* **ACTION ITEM**:
For the records below, output every line from the one holding "Place one point per instance of the blurred" through the final line, unaltered, and no other lines.
───
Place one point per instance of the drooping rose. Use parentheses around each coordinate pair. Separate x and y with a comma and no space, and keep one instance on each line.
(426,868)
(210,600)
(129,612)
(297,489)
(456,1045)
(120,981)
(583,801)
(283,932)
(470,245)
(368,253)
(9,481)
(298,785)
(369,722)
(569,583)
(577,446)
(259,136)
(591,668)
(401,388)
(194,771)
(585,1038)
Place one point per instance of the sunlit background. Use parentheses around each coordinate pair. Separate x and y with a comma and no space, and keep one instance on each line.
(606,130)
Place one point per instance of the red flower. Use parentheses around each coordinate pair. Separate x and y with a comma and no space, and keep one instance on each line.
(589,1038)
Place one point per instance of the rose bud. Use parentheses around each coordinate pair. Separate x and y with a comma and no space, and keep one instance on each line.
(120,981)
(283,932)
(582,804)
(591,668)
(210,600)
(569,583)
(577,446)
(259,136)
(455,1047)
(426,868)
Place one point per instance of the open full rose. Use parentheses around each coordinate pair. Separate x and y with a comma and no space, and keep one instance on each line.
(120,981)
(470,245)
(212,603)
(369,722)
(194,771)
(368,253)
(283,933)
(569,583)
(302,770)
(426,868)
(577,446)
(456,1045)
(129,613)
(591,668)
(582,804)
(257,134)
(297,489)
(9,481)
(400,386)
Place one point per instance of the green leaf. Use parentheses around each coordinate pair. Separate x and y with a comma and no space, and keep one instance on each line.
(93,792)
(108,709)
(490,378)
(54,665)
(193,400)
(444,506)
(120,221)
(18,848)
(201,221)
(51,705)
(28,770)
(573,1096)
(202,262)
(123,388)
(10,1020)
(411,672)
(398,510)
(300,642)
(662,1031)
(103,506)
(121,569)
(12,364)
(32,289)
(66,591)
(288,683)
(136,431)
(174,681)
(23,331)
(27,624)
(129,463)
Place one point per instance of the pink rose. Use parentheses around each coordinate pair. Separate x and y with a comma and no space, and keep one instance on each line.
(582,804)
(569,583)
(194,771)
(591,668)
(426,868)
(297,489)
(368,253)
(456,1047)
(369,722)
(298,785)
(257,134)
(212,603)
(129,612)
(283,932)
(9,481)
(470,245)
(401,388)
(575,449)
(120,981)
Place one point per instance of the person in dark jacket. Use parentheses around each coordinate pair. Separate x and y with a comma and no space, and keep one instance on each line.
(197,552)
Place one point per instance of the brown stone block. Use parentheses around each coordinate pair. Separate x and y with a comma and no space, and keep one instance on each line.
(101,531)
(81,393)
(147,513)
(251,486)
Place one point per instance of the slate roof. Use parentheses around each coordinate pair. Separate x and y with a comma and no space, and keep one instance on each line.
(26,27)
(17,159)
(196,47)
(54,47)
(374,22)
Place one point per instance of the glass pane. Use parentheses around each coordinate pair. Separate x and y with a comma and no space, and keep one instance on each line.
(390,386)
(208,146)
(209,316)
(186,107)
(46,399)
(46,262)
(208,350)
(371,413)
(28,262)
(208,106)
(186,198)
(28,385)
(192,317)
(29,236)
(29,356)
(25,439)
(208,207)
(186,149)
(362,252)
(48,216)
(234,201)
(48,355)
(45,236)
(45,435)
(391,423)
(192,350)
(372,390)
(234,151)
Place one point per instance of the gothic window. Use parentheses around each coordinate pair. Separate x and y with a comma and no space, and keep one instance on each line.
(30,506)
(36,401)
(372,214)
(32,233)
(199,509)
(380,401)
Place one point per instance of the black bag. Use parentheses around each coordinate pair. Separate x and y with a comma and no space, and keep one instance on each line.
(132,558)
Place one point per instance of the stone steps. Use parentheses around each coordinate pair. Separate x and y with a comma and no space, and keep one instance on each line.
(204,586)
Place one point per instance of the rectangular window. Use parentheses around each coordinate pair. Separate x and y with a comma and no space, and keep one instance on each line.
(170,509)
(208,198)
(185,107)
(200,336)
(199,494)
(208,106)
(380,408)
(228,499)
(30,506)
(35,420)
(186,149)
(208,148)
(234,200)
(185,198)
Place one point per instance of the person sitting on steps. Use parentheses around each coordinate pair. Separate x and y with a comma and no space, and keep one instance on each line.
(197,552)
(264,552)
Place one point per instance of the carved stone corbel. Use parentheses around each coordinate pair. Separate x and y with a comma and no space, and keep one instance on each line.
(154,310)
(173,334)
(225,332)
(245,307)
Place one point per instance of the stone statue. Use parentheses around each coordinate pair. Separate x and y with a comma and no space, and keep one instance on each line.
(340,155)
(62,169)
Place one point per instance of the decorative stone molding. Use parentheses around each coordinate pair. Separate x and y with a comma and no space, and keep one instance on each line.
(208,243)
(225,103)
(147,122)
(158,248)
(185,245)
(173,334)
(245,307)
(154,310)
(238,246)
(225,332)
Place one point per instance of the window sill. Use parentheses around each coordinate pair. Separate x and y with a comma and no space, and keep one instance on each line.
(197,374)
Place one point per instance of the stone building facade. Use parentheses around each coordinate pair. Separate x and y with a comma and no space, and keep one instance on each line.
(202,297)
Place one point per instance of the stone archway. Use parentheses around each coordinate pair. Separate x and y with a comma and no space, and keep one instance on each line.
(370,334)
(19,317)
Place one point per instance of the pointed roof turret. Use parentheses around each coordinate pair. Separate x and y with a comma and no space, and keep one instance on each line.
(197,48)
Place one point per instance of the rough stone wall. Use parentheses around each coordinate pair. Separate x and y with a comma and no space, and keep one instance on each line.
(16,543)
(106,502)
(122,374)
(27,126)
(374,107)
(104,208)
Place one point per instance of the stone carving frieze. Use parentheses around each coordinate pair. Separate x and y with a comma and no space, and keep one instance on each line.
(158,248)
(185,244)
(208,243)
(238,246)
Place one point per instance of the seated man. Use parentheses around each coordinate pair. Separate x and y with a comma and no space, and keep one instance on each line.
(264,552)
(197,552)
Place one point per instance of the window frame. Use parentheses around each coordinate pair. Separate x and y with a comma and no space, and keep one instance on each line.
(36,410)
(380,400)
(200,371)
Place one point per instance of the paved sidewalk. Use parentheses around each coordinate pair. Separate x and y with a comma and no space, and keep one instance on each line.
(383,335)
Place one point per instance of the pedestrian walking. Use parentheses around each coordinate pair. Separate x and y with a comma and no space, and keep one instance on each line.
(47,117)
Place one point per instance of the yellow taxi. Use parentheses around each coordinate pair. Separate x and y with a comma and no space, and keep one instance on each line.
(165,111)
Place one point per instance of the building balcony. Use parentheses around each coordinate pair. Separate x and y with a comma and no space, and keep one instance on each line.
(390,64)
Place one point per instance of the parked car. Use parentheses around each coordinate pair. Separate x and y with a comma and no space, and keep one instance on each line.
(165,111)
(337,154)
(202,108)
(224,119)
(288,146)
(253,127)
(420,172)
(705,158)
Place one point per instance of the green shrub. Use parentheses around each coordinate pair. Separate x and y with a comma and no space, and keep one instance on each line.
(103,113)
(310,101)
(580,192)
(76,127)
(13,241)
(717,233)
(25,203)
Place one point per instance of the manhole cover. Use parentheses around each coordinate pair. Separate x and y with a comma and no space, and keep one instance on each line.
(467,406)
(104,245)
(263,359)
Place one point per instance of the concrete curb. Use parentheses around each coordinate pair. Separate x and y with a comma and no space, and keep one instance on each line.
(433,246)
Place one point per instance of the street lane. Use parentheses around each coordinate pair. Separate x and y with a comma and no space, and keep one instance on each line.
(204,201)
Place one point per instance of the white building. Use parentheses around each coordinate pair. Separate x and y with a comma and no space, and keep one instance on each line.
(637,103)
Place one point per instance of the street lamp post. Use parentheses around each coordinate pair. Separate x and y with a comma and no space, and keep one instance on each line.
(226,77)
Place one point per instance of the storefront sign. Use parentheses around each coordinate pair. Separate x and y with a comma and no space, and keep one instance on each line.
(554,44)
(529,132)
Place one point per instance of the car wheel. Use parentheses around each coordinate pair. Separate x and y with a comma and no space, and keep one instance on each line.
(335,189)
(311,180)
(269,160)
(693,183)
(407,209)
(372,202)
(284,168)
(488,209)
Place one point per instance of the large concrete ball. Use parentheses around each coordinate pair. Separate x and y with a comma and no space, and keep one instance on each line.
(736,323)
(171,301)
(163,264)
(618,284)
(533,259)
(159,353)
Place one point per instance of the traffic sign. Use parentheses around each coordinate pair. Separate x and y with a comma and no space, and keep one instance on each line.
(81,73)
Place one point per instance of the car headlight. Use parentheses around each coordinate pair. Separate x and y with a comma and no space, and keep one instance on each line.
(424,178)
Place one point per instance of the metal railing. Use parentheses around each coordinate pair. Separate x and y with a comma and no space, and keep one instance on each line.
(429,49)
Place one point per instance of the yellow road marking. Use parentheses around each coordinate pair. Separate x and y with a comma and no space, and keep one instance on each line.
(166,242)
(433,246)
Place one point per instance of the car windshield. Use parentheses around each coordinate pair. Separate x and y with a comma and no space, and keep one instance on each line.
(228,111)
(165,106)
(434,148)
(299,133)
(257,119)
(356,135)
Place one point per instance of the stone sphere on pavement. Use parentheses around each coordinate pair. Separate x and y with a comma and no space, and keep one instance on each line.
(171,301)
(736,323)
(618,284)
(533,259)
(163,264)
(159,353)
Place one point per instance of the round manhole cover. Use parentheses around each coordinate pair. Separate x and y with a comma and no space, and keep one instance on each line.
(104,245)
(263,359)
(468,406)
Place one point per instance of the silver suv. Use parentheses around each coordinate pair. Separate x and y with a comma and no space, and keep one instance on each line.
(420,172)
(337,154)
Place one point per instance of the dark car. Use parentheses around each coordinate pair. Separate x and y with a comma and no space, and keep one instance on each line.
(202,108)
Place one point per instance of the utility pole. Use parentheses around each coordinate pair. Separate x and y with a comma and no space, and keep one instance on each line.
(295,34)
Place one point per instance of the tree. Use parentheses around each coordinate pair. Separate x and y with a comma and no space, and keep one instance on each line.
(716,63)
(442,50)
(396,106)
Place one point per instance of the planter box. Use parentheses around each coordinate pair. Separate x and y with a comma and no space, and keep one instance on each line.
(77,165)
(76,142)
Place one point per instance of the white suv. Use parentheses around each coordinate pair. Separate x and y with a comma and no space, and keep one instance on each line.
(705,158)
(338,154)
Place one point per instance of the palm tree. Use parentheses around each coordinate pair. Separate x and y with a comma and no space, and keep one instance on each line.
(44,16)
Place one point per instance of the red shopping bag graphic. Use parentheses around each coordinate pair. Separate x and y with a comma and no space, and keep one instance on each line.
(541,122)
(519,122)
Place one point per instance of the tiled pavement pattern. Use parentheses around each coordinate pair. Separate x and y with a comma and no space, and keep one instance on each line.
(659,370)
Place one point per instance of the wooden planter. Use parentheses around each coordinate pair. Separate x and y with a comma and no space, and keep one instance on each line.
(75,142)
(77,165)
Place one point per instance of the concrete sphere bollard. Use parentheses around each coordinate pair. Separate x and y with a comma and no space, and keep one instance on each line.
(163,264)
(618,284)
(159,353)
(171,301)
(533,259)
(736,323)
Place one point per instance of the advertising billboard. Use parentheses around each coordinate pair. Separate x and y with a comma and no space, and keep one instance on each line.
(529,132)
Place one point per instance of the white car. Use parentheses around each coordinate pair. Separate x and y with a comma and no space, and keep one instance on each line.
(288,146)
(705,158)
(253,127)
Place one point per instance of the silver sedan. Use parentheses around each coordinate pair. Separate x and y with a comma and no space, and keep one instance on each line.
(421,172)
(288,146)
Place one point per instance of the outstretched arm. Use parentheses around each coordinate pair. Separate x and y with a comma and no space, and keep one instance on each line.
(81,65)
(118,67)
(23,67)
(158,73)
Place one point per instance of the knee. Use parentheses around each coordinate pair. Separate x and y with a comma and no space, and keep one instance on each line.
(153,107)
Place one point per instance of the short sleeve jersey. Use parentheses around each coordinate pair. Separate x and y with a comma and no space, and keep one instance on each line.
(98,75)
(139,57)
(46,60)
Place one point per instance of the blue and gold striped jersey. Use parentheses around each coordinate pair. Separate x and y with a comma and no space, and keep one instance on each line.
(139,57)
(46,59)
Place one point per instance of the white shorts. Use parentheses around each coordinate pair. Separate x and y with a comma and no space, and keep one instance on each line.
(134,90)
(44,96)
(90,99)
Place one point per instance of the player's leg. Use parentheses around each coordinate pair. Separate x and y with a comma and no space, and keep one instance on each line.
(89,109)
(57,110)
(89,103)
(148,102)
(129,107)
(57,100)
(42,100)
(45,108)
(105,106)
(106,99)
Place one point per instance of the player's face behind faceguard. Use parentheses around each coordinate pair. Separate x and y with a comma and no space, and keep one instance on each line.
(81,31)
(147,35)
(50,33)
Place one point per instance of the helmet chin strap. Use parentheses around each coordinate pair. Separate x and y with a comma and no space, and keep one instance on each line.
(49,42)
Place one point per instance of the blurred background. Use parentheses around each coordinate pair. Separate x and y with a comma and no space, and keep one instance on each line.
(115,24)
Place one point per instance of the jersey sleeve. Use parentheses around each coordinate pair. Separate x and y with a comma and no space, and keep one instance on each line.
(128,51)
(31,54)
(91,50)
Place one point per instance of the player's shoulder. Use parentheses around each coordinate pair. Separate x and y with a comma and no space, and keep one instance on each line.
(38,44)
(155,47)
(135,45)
───
* **RESULT**:
Place one point per instance of the blurred background. Use parentheses around each coordinate pair. Separate x and y with a comma and no space, and keep one instance on each line.
(115,24)
Place one point per instance of the jersey sleeve. Use parentheses around each coordinate pair. Separate x and y with a comma and no space, and keep one instance on each line.
(128,51)
(31,54)
(91,50)
Place one point per instance of the player's shoulder. Use parentheses around each coordinate pair. Separate x and y with a comma and no space, and keep one instance on each line.
(38,44)
(155,47)
(135,45)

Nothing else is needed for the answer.